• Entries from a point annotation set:
○ ○ ○

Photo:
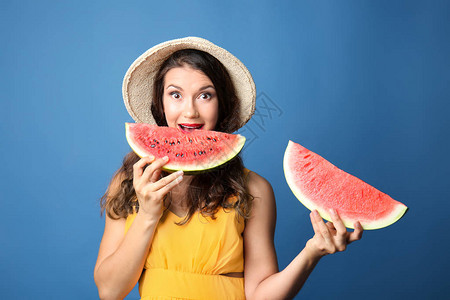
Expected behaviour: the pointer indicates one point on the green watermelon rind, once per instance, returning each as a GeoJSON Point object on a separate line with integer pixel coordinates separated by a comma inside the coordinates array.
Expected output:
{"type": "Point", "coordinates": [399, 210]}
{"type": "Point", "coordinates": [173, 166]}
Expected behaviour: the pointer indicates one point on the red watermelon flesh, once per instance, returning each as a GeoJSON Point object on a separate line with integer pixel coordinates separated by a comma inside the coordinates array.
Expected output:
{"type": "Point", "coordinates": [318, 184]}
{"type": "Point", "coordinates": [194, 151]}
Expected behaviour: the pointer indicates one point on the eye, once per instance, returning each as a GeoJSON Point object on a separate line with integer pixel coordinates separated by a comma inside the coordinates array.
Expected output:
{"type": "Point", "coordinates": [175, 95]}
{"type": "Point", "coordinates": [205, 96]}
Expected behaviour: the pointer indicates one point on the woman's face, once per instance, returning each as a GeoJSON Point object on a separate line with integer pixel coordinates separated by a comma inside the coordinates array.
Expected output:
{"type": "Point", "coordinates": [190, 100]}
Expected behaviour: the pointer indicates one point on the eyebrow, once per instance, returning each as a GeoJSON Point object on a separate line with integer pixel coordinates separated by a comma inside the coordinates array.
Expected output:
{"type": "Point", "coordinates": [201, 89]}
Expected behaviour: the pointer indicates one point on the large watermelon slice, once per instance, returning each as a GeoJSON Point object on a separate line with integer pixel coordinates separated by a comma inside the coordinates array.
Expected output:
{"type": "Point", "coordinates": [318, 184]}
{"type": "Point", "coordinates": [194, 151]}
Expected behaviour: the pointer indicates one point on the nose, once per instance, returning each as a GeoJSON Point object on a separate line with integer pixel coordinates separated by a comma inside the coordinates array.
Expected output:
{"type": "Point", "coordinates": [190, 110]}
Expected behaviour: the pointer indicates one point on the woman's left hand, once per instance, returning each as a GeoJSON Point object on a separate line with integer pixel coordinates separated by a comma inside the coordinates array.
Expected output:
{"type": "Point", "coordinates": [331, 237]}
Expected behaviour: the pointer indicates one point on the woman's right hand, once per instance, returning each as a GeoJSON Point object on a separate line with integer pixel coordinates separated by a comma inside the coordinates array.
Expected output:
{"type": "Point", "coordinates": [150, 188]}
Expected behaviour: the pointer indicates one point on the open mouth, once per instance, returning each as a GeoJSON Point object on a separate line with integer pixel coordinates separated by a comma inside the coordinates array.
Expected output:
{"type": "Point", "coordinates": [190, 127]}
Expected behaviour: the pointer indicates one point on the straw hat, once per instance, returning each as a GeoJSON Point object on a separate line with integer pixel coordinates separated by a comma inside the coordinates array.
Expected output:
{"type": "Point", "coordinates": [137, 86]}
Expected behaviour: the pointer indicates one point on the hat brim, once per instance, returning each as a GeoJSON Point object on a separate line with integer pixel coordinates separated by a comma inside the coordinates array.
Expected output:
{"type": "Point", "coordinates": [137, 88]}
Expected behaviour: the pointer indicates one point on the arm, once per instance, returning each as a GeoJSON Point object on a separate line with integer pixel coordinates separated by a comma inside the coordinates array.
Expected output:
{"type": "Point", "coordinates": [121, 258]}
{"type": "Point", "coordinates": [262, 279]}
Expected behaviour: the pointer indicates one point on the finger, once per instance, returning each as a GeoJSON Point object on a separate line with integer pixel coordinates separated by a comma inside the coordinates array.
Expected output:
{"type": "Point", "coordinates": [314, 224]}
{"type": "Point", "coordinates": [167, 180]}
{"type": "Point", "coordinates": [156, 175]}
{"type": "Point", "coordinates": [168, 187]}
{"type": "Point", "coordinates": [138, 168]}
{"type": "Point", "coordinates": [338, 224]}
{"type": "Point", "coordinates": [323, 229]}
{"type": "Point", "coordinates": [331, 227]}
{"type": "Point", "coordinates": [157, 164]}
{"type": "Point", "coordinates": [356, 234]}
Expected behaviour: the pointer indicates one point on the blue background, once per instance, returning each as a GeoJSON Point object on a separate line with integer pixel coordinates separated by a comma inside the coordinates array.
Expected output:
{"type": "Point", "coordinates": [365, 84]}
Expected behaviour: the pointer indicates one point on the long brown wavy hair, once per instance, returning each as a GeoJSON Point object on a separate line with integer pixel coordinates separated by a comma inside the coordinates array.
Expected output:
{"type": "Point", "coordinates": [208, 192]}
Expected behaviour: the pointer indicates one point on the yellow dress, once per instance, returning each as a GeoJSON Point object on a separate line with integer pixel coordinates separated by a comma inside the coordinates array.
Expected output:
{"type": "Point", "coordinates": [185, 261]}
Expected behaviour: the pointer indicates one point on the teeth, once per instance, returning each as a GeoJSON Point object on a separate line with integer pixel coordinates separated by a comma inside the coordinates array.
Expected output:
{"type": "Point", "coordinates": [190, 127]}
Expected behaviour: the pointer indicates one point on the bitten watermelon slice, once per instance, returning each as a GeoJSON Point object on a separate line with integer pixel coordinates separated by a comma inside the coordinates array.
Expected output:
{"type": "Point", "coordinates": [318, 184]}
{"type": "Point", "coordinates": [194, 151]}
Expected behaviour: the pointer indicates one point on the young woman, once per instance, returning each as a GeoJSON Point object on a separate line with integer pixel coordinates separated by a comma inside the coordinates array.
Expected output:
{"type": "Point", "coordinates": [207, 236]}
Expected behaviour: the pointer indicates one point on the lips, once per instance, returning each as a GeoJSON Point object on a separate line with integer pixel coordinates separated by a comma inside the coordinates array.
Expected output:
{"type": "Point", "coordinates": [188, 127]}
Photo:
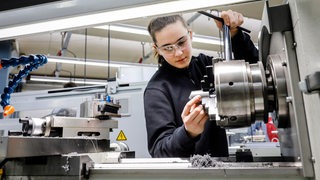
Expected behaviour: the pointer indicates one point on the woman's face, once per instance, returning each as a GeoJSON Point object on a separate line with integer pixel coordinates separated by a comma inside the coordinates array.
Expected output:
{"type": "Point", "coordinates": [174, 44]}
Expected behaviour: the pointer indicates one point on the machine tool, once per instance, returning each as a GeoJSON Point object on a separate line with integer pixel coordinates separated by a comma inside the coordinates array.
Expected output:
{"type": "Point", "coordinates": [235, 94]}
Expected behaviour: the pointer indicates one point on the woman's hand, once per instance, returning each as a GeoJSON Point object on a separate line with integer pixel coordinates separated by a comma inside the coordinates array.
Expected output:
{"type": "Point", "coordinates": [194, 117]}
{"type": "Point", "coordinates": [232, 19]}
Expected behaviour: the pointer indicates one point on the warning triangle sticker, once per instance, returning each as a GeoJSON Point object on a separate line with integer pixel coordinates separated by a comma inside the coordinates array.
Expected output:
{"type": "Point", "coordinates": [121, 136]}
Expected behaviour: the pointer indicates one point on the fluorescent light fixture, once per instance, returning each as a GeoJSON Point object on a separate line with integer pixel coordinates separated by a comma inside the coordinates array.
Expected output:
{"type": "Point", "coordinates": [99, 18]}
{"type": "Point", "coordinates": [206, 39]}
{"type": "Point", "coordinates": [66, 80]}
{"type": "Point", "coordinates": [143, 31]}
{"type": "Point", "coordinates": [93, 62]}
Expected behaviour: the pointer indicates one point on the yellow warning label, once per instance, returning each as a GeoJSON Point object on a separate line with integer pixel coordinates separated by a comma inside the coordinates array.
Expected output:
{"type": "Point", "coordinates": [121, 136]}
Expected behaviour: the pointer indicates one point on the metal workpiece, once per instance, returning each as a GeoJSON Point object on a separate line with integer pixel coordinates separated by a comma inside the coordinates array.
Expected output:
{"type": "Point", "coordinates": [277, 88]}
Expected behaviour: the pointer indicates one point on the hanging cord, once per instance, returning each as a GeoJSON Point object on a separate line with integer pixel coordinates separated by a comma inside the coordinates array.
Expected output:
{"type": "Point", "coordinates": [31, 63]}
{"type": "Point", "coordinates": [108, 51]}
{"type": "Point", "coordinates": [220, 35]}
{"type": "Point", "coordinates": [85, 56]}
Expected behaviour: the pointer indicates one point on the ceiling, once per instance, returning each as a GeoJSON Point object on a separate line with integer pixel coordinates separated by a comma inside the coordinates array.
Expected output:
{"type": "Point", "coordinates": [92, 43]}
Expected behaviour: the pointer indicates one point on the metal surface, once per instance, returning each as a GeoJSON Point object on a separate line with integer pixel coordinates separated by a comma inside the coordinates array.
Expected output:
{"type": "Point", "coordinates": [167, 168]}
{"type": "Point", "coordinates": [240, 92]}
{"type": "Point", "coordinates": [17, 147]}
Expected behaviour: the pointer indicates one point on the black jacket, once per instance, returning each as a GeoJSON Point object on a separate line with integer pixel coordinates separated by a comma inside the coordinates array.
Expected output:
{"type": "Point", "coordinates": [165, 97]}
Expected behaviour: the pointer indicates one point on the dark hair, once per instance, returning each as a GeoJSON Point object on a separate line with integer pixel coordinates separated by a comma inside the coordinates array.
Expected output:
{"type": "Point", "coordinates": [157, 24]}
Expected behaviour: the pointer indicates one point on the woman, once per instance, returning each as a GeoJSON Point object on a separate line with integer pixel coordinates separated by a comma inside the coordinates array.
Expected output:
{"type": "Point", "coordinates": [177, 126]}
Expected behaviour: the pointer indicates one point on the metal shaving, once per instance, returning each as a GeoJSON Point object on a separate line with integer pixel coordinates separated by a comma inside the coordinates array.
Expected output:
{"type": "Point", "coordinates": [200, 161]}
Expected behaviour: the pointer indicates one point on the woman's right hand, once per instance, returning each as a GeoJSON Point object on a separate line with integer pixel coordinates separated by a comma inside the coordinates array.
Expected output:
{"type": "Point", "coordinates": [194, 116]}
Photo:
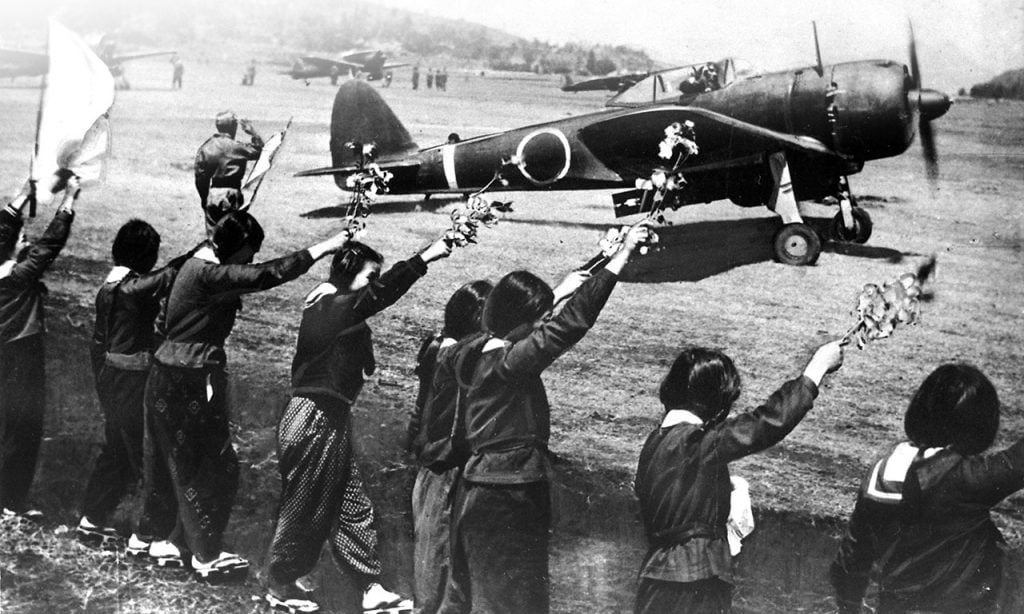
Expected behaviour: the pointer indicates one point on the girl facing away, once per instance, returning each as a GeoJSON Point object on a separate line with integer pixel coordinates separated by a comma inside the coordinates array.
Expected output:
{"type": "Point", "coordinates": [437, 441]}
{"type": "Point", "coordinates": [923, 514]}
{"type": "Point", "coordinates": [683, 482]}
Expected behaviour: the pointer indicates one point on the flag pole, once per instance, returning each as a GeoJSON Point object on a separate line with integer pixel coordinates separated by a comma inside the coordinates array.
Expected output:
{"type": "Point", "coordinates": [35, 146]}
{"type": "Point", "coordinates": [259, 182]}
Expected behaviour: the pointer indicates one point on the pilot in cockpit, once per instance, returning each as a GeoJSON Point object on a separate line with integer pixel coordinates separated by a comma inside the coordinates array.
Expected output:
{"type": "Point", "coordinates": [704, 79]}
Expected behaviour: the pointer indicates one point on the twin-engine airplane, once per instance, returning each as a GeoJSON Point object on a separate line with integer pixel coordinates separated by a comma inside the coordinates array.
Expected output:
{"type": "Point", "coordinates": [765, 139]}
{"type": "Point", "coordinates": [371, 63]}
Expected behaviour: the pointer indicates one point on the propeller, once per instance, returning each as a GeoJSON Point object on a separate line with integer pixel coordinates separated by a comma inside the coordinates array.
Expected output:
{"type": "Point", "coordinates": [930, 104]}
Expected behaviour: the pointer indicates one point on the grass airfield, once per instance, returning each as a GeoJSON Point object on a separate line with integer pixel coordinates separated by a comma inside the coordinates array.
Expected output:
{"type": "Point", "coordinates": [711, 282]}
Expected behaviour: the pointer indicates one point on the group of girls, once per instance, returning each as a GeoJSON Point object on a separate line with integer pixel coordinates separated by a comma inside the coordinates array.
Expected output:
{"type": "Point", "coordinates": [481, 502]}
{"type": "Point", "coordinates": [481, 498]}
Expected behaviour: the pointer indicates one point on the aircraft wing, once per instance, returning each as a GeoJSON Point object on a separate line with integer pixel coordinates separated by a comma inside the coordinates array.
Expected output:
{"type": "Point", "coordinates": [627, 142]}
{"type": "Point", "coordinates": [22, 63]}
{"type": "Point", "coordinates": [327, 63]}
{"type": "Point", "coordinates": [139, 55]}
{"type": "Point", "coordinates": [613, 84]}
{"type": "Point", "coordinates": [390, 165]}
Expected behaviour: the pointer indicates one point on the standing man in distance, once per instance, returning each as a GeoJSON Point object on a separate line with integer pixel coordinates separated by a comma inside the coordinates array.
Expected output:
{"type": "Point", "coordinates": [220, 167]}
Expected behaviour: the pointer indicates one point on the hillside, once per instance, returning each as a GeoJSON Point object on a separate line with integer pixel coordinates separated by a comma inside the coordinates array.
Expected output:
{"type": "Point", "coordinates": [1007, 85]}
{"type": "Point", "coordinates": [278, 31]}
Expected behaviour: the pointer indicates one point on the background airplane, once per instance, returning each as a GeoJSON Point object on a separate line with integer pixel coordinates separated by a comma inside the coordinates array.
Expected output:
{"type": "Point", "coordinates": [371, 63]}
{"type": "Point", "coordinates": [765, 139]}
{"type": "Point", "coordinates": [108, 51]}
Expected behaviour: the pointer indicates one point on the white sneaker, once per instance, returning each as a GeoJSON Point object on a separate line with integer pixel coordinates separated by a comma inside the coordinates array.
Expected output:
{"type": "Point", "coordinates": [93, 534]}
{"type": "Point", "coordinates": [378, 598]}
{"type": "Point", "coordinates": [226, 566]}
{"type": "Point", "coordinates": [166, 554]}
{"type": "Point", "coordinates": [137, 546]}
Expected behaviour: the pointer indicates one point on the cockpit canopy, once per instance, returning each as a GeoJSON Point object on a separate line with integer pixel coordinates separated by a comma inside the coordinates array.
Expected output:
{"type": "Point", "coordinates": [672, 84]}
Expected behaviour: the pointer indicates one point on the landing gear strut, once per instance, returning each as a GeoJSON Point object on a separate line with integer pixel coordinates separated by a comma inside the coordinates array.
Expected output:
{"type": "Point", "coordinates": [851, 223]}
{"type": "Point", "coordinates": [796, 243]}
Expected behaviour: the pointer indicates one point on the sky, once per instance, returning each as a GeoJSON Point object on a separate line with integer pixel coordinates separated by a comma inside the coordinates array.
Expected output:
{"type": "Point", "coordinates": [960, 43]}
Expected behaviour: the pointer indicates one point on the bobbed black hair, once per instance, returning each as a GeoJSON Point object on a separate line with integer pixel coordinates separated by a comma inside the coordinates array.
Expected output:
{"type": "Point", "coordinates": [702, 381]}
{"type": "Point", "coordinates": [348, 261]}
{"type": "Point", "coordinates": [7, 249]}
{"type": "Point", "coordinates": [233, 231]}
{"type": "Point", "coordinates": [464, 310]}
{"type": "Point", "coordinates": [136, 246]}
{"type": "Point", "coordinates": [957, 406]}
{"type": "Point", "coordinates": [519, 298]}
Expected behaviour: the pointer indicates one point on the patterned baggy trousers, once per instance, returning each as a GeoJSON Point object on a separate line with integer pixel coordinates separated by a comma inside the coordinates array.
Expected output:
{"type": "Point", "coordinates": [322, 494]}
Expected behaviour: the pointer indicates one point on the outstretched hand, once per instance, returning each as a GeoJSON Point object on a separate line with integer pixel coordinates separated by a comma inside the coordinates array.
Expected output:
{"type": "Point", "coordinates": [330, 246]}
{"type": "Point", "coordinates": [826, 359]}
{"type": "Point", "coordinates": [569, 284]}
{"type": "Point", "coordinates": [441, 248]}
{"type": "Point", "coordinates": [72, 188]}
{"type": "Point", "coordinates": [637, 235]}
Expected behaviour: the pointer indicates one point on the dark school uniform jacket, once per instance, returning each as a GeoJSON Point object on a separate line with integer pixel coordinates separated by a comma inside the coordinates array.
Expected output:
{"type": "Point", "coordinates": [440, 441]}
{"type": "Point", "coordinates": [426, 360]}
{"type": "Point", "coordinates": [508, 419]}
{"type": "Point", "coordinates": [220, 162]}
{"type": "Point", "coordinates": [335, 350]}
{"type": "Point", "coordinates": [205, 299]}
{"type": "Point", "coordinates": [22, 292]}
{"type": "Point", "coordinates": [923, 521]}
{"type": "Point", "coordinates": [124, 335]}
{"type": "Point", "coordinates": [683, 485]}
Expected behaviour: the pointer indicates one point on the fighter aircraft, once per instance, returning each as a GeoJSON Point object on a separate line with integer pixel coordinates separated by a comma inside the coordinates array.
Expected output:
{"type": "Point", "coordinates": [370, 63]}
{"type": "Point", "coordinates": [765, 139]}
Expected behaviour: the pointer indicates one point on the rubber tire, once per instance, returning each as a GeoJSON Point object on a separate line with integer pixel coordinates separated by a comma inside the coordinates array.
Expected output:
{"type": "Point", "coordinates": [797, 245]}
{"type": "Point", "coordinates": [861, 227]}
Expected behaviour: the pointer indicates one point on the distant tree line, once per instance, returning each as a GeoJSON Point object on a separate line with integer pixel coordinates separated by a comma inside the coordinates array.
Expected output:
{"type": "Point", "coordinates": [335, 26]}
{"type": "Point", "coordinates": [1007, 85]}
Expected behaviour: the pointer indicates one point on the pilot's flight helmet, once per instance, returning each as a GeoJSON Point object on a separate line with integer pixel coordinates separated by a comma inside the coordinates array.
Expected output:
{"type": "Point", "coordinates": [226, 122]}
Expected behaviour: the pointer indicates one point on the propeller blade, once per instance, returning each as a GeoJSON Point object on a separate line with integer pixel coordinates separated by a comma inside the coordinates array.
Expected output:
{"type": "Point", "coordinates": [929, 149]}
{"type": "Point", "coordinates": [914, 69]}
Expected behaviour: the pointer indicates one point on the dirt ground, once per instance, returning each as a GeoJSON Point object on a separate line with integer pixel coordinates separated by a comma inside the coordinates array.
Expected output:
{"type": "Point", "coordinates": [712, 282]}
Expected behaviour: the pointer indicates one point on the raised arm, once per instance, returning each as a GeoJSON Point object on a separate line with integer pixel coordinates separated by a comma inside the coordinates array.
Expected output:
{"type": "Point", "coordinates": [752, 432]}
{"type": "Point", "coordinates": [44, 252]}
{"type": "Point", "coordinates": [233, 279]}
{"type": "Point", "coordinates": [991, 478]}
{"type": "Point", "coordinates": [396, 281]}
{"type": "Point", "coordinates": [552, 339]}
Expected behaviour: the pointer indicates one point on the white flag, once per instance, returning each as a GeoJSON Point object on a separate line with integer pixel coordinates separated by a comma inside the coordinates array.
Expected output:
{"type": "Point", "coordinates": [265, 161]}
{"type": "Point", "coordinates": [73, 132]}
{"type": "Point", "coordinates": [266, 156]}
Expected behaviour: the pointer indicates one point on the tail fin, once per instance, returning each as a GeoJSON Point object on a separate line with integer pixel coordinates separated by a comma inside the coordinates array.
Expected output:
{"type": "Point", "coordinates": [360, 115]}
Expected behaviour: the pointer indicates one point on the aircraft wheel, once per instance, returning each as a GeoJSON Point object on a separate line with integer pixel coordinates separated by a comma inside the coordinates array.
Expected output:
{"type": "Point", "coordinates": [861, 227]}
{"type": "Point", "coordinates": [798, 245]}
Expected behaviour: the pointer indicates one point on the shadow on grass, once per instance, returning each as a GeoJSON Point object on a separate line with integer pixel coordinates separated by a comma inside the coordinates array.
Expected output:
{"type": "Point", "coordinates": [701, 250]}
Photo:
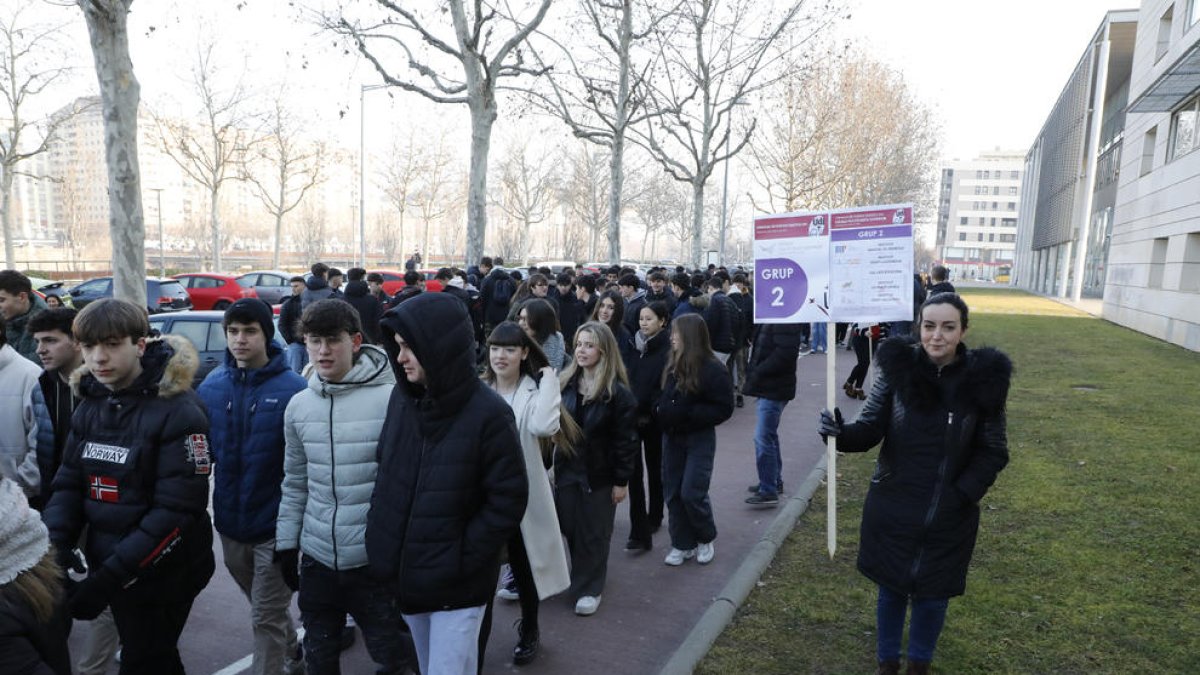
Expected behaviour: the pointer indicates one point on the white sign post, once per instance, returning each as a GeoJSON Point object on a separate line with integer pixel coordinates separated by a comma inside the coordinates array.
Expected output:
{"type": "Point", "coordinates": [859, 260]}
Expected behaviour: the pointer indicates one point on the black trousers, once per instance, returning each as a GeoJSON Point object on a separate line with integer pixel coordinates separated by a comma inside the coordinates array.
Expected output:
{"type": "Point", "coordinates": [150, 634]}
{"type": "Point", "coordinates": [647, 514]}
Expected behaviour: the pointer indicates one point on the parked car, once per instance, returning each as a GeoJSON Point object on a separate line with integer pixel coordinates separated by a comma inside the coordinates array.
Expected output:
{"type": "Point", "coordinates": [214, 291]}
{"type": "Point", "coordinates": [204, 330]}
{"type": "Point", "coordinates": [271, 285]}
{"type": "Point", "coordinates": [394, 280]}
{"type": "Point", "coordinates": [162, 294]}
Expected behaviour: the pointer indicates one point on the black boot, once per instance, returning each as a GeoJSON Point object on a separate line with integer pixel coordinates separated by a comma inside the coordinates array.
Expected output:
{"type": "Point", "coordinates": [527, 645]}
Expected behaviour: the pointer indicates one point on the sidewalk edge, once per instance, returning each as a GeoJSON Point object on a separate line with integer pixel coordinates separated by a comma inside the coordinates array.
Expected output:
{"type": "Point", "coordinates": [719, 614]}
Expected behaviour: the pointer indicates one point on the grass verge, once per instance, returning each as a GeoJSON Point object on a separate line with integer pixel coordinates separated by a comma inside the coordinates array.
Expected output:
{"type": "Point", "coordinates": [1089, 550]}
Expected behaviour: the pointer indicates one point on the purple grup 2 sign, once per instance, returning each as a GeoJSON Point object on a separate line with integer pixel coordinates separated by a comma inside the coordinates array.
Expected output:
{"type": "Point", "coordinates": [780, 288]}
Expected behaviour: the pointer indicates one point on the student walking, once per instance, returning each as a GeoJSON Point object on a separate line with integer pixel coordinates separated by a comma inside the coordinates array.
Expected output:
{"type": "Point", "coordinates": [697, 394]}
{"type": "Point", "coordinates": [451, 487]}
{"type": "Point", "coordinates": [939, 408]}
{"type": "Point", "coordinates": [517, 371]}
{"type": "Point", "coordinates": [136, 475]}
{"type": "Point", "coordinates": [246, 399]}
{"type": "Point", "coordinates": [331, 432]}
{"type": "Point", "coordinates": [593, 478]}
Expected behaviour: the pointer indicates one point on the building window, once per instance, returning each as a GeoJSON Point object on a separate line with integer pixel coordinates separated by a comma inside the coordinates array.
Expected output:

○ ○ ○

• Set problem:
Pull out every line from the one with "on the building" to the end of the listing, and output only those.

• Solution to the problem:
Expected behaviour: the pointer indicates one point on the building window, once per instance, returning each as a GeoJSON Point object on a separate line with integer pixel coordinates separated by a comma inside the coordinates array.
Expected output:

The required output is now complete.